====== Document extract

Github Actions with k8s and Karpenter to dynamically provision your runners on spot instances

In this tutorial, I will show how to:

  1. Run self-hosted runners with Github Actions on AWS spot instances.

  2. Dynamically add/remove resources to your k8s cluster by Karpenter.

“This guide is continuation of previous tutorial, please make sure you read it and have cluster with installed ARC.”

Github Actions published guides:

  1. Use GitHub Actions and Terraform to provision EC2 instance

  2. GitOps way with Github Actions and self-hosted runner on Kubernetes

  3. Automatic scaling with Github Actions and self-hosted runners

  4. Github Actions with k8s and Karpenter to dynamically provision your runners on spot instances

  5. Github Actions with ChatOps to write beautiful python code

  6. Use OpenID Connect with Github Actions to authenticate with Amazon Web Services

What is Karpenter?

============
====== Listing

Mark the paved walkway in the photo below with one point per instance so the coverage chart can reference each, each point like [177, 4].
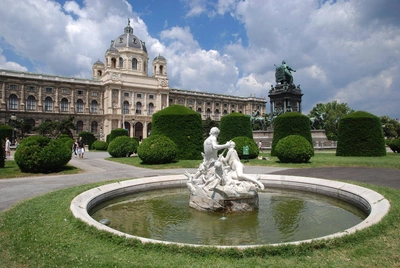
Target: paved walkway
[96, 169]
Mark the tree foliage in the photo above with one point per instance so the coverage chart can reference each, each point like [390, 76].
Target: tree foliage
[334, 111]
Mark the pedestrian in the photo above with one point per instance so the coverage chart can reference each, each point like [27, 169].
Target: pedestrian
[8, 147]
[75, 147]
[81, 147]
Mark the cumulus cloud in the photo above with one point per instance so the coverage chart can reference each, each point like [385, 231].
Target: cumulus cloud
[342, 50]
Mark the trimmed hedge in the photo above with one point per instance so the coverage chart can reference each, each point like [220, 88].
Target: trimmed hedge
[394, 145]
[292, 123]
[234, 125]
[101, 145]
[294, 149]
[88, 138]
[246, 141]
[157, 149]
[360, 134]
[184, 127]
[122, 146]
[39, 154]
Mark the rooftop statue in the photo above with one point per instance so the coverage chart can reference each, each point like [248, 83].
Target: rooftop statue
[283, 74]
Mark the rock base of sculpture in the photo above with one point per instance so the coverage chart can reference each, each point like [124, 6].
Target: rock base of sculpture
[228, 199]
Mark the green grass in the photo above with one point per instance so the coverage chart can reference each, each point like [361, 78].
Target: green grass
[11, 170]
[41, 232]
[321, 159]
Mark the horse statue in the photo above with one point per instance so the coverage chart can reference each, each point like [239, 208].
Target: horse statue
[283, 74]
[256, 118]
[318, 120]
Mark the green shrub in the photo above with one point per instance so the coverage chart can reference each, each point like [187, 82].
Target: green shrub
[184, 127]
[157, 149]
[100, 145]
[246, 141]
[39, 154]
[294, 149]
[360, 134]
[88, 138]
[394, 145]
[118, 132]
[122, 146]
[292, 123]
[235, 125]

============
====== Listing

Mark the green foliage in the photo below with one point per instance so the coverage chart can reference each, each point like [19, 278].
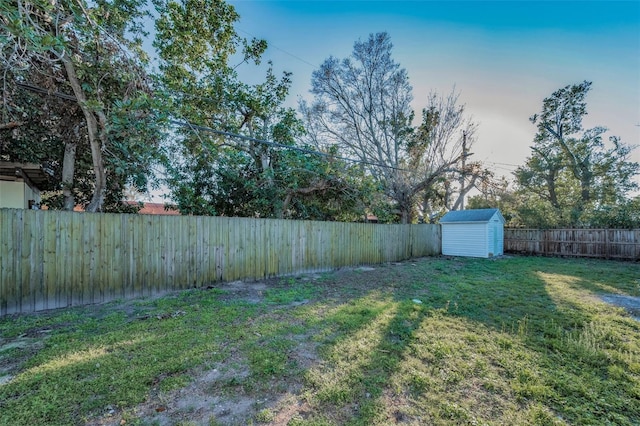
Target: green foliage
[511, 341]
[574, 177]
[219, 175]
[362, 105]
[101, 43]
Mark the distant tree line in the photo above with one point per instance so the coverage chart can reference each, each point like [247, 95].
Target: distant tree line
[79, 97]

============

__Your goal__: Please condense the paragraph beginning "In this tutorial, I will show how to" in the Karpenter tutorial above into one sentence that keeps both of its points.

__Result__: The tutorial shows how to run self-hosted Github Actions runners on AWS spot instances and how to use Karpenter to dynamically add and remove resources in a k8s cluster.